[Records supplied start]

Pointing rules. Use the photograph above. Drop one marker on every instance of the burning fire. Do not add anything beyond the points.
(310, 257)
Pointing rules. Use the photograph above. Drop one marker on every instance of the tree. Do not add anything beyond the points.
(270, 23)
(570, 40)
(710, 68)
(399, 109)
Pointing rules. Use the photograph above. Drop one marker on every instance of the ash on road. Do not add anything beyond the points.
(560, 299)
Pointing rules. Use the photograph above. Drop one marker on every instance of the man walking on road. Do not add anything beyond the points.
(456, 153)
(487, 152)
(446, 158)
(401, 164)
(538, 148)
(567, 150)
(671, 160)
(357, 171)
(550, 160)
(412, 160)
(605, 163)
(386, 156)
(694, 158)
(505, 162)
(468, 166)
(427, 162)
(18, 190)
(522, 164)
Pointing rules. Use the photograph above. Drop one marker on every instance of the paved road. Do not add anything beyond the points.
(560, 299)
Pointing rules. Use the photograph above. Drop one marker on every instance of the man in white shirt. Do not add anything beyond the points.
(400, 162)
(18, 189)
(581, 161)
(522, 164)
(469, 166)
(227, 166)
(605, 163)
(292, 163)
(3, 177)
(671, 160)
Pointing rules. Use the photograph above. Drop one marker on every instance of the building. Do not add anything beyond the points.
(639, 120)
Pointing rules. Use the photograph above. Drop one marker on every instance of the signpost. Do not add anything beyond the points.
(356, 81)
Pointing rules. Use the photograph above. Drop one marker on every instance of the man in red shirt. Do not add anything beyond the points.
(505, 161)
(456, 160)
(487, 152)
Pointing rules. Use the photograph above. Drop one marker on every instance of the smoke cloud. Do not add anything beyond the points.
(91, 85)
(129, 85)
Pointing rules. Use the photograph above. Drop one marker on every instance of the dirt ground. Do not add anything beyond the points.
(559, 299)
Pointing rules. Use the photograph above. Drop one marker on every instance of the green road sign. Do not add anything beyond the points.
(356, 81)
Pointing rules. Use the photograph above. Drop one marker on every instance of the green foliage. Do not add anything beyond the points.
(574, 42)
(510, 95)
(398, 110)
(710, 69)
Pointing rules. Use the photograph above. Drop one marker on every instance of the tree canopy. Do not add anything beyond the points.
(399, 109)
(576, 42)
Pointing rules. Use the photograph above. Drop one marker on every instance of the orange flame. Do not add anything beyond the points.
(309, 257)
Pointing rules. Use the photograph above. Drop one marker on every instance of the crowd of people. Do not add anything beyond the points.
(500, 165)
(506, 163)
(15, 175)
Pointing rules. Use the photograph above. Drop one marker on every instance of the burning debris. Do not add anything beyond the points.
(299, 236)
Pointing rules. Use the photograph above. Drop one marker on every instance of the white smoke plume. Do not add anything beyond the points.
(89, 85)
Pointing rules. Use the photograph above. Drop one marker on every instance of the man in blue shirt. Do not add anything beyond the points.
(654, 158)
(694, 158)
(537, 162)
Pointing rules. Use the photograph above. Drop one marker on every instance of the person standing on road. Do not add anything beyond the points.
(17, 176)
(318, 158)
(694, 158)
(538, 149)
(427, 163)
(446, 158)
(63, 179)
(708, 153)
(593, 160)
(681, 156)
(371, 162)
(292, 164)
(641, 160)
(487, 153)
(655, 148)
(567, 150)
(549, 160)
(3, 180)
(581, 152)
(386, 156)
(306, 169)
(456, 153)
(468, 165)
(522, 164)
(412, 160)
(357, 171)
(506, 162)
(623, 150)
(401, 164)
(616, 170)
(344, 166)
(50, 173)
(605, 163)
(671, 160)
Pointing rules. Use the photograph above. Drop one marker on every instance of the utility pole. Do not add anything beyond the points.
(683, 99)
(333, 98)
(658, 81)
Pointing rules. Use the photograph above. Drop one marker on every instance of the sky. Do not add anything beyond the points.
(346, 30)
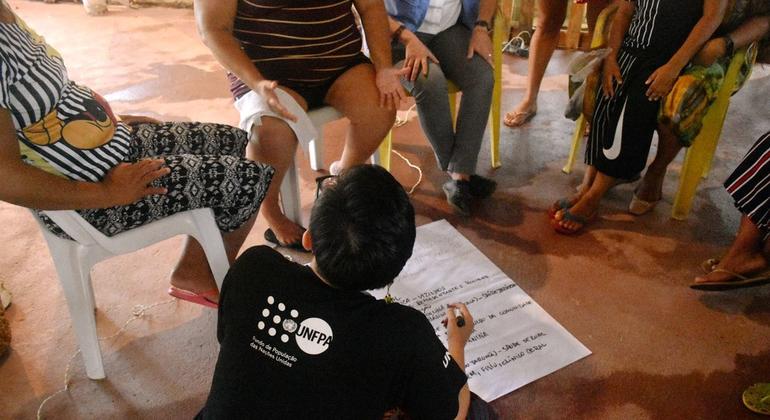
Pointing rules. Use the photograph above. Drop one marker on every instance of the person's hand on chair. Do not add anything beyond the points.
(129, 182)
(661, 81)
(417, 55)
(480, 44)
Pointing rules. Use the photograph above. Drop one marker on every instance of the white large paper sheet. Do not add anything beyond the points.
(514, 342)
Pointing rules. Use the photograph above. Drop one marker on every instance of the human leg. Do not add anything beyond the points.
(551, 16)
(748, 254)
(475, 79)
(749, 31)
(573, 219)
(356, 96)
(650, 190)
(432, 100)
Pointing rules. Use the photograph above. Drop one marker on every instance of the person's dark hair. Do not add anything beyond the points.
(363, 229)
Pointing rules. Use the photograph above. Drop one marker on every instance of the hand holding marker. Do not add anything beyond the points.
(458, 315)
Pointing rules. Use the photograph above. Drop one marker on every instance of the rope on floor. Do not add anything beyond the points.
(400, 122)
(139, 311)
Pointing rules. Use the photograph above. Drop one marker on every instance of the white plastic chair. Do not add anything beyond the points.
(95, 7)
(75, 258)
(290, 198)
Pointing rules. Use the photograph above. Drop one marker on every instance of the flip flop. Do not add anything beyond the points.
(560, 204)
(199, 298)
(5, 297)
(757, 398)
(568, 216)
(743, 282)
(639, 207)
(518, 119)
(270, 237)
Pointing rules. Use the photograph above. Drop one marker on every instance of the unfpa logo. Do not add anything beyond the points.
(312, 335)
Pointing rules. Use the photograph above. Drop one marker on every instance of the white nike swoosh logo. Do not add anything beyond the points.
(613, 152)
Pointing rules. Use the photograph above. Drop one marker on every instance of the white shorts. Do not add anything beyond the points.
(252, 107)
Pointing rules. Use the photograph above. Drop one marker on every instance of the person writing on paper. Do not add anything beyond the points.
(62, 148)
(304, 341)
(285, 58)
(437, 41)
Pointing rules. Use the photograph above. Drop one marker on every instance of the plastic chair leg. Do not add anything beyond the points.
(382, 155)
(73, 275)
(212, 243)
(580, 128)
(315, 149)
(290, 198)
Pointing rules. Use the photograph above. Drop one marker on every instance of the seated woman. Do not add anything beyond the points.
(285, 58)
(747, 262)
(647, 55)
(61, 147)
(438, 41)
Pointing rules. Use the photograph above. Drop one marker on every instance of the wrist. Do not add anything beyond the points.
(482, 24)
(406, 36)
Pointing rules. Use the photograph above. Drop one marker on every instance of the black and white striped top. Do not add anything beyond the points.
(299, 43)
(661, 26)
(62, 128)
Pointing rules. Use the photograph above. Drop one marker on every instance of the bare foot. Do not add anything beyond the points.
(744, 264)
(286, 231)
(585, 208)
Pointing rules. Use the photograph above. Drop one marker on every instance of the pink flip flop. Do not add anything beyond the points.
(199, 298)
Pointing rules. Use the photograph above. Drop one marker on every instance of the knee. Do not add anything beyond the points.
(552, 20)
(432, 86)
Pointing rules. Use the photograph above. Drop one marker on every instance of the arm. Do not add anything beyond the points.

[Records supplied end]
[Records supplied start]

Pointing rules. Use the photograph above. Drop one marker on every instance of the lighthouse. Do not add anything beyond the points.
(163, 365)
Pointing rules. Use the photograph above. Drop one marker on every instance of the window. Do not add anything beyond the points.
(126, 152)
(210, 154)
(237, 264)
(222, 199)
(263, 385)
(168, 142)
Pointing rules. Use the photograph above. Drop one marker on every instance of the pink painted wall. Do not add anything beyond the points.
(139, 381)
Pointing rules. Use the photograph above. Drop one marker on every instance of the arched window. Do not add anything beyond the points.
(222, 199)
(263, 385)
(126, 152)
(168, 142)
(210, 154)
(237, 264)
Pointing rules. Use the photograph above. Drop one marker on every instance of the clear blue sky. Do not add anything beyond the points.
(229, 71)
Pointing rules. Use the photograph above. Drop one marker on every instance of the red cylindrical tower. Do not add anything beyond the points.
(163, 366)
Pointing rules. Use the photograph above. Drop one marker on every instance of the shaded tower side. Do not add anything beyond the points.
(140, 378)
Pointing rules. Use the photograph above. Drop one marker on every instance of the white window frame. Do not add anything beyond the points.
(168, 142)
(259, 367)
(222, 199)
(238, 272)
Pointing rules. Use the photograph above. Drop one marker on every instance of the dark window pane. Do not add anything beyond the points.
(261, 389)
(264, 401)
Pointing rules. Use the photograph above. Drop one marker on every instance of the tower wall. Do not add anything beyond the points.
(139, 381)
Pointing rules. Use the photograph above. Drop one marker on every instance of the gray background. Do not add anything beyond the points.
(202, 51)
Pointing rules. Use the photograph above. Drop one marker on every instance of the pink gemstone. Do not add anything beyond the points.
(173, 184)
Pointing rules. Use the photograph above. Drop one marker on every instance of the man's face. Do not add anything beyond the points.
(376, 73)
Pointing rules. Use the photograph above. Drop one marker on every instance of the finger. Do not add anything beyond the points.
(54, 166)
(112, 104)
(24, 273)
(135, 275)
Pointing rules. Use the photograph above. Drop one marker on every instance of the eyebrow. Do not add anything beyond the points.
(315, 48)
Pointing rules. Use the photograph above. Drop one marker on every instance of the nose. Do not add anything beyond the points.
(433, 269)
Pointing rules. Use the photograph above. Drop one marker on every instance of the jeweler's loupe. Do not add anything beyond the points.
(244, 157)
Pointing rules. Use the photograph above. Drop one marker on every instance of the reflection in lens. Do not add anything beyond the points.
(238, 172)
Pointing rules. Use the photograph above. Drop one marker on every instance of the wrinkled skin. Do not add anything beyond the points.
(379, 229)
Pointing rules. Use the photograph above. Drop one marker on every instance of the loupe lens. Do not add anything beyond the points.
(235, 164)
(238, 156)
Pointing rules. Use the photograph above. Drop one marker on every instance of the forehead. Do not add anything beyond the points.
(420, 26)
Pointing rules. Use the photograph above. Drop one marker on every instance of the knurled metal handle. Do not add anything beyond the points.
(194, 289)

[Records supplied end]
[Records supplied start]

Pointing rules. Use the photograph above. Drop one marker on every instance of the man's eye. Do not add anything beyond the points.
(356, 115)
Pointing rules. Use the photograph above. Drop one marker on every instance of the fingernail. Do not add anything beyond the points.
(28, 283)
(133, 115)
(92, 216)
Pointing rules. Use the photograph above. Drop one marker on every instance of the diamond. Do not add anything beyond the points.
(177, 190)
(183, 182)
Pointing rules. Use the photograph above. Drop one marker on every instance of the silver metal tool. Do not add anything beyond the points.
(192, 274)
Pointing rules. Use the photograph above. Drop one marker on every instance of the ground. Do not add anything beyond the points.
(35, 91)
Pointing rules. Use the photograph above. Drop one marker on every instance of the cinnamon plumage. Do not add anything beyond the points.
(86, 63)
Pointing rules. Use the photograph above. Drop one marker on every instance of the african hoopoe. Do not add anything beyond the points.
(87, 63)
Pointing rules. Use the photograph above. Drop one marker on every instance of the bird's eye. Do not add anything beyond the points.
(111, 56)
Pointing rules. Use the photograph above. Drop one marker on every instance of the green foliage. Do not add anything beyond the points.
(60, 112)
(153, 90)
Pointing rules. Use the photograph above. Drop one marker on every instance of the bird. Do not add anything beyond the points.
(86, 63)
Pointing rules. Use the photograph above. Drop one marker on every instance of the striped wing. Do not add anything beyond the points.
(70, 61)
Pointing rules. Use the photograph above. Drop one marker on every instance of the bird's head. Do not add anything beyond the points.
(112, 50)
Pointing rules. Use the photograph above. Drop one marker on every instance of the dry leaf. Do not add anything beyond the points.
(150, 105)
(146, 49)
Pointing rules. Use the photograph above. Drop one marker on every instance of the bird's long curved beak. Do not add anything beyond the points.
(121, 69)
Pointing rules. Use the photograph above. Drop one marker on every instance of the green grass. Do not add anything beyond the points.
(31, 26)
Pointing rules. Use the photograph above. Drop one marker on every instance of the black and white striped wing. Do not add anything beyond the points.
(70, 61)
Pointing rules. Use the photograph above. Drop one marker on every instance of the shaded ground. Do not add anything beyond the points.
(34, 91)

[Records supplied end]

> **Problem**
List every line of the data above that contains the string "blue", treating uppercase and lowercase as different.

> **Exercise solution**
Pointing rules. Use the photograph above. Drop one marker on every instance of the man in blue shirt. Do not add anything beyond the points.
Pointing rules. Use the photograph above. Drop one marker on every instance of the clear blue sky. Do not add anything beyond the points.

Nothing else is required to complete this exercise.